### The task
Express the lines from the one containing "form: [589, 356]." through the end of the items, inclusive, as a JSON list of strings, one string per line, leaving out blank lines.

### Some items
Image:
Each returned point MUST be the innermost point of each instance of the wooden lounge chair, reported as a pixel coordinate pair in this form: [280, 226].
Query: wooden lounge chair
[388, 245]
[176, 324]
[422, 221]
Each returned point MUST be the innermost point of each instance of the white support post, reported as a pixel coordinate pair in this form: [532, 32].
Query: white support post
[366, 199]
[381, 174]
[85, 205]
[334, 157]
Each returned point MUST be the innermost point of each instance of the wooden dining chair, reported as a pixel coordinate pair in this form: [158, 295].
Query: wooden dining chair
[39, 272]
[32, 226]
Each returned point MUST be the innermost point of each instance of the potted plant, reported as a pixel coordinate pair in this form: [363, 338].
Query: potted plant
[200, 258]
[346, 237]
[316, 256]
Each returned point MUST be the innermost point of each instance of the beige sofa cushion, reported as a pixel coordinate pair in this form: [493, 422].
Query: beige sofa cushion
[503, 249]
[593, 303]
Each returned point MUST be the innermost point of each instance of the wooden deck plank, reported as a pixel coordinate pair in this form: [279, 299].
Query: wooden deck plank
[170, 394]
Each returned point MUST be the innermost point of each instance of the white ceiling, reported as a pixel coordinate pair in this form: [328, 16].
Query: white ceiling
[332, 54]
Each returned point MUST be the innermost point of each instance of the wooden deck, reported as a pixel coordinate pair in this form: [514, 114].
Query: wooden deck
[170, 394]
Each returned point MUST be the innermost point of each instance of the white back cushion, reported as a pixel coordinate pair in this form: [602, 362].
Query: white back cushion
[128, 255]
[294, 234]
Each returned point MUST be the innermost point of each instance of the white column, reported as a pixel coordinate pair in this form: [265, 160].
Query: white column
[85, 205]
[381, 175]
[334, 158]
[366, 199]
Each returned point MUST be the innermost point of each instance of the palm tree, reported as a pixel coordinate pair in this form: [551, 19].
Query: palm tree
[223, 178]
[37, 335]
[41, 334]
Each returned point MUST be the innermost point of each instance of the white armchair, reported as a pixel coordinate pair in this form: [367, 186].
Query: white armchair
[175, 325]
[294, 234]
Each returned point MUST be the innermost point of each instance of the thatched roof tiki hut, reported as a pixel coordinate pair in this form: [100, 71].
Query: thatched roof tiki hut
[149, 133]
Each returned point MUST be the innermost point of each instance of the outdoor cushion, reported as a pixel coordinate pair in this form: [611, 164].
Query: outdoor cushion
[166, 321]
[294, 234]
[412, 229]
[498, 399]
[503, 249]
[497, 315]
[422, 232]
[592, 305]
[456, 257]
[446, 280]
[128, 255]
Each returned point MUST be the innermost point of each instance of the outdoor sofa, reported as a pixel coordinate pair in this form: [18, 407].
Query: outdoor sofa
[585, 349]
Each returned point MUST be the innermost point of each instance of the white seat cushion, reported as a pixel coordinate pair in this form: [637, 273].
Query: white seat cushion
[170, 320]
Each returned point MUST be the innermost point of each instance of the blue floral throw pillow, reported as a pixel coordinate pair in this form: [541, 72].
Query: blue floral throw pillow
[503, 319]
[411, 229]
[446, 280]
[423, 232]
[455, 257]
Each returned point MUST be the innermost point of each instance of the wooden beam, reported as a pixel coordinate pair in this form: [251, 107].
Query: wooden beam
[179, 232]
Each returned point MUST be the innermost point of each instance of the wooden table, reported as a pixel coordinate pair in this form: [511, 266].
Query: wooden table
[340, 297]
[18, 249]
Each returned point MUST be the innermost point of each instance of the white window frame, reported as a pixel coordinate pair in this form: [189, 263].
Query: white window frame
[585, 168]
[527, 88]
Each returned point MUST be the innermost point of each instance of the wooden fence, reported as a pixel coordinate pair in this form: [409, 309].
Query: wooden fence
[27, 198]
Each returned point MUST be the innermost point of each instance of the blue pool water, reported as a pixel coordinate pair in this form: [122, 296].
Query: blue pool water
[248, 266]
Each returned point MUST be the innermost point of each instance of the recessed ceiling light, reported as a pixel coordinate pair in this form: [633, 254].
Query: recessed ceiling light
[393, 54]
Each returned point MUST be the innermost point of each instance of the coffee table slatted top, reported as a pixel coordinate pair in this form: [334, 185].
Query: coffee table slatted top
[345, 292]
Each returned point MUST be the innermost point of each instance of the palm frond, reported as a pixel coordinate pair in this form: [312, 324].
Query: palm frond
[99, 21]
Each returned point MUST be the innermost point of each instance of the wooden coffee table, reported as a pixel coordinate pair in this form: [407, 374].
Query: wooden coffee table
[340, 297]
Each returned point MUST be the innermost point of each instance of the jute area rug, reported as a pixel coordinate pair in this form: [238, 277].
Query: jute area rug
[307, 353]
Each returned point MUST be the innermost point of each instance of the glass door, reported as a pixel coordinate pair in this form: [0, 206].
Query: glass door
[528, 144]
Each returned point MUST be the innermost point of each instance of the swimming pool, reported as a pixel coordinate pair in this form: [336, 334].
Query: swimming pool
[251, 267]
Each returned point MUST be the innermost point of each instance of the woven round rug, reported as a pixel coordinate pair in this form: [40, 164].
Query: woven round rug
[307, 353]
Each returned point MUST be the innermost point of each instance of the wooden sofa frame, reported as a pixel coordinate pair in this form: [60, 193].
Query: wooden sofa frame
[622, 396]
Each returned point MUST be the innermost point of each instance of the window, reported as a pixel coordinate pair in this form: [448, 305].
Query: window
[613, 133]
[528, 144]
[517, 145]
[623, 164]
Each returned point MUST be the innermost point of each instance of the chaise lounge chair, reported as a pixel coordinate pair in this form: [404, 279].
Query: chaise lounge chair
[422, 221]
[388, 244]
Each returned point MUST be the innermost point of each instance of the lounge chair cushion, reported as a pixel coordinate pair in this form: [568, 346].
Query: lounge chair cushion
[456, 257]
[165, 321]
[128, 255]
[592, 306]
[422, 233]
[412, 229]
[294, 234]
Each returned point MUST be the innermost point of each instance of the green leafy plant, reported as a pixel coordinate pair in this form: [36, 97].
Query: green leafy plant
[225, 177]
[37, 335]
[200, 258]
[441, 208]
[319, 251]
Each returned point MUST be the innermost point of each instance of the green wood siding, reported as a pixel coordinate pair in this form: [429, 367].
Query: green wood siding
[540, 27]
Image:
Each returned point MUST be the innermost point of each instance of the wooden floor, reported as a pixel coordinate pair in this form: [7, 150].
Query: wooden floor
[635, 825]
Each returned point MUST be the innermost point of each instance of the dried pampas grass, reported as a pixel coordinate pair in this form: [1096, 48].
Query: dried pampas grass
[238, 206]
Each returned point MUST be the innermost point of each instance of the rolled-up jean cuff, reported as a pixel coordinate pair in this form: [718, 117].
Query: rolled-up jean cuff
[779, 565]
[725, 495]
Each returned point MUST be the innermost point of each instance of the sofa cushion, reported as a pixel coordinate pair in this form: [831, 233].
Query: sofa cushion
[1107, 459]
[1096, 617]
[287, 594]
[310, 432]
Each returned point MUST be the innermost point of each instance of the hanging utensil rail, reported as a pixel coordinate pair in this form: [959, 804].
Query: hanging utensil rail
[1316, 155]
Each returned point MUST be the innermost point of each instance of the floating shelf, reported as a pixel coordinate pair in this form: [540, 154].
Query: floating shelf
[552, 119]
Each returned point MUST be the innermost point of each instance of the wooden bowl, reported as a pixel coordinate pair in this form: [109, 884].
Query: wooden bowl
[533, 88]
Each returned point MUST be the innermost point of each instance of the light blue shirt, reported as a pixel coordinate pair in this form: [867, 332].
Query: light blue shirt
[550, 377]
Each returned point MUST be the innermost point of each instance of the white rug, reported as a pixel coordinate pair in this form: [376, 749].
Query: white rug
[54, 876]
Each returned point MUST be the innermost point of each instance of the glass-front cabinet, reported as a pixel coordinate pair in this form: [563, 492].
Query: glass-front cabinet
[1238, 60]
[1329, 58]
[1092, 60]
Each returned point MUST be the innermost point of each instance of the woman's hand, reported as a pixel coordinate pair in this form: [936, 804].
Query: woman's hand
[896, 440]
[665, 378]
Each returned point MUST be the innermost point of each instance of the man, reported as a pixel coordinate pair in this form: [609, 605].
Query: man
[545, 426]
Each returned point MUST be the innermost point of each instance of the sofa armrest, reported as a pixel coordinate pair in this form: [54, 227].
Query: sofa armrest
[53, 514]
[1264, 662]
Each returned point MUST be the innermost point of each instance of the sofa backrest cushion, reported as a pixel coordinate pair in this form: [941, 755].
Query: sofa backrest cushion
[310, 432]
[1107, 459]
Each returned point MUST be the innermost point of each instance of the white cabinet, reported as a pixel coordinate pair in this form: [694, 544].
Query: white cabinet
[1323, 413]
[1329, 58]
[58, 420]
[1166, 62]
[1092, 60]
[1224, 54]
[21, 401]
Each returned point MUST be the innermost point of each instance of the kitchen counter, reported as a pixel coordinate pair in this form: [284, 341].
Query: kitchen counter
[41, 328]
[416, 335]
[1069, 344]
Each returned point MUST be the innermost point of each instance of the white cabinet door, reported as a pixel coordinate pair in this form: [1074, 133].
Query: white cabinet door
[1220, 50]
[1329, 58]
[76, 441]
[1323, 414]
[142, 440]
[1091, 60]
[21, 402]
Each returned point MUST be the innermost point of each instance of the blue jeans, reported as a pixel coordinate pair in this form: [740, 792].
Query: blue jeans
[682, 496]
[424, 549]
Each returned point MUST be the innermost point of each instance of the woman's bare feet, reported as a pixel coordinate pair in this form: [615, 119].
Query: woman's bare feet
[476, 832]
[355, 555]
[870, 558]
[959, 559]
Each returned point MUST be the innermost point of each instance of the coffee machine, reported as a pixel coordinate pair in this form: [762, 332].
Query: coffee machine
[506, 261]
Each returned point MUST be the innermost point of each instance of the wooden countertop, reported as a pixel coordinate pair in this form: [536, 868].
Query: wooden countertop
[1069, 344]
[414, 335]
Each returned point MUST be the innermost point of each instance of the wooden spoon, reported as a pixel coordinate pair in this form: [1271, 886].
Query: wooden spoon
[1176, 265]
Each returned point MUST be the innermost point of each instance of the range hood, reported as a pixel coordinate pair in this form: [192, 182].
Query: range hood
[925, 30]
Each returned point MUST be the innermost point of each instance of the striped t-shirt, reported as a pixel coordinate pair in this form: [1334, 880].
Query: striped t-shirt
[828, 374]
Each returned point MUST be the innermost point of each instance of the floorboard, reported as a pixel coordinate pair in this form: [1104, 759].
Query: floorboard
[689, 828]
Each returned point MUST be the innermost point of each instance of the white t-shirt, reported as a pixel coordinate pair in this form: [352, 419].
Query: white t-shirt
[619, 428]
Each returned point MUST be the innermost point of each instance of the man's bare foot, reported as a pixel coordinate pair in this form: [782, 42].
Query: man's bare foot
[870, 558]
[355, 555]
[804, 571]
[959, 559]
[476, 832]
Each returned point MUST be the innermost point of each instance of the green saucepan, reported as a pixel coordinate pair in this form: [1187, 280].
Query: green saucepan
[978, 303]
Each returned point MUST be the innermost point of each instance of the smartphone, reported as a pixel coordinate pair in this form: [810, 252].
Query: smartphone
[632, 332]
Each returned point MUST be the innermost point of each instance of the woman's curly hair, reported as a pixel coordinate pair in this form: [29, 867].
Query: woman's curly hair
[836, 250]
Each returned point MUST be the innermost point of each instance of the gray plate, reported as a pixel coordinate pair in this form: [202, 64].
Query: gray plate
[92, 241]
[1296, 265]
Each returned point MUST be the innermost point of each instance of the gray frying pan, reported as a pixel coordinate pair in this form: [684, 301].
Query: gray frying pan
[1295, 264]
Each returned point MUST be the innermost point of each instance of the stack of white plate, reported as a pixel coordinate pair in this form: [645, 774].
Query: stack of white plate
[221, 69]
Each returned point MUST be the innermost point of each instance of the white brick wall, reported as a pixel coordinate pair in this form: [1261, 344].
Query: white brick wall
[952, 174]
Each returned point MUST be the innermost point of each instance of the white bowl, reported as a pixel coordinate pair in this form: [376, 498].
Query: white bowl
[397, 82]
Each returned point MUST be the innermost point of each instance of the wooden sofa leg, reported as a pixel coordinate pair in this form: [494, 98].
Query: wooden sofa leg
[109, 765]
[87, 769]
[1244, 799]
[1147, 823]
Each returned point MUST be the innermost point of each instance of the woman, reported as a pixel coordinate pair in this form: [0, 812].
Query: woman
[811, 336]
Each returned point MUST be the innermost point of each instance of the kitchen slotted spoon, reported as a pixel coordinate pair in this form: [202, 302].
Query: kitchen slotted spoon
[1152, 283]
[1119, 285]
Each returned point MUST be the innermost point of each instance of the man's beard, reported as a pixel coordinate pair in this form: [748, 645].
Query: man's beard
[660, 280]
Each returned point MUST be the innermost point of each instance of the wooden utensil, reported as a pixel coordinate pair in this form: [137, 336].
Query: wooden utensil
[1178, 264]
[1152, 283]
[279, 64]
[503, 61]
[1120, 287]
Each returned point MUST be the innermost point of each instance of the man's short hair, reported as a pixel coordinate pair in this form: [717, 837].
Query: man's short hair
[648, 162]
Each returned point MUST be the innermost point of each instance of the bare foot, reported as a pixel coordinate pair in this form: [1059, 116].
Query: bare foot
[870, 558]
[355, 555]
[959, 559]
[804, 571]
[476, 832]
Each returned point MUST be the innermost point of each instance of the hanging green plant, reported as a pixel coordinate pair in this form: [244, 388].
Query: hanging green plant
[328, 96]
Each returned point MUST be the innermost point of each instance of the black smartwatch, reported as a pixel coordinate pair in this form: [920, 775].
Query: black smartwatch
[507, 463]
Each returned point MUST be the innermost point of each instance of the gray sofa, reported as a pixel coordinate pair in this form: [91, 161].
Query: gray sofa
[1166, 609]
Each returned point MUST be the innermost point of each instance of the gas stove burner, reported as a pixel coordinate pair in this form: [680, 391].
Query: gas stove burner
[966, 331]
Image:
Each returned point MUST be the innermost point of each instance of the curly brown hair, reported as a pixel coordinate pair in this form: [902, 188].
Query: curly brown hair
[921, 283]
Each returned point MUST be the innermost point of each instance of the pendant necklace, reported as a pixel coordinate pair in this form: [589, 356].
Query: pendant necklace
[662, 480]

### Task output
[
  "Each returned point MUST be the innermost point of each instance of the pendant necklace, reported as a pixel coordinate pair in this form: [589, 356].",
  "Query: pendant necklace",
  "[662, 480]"
]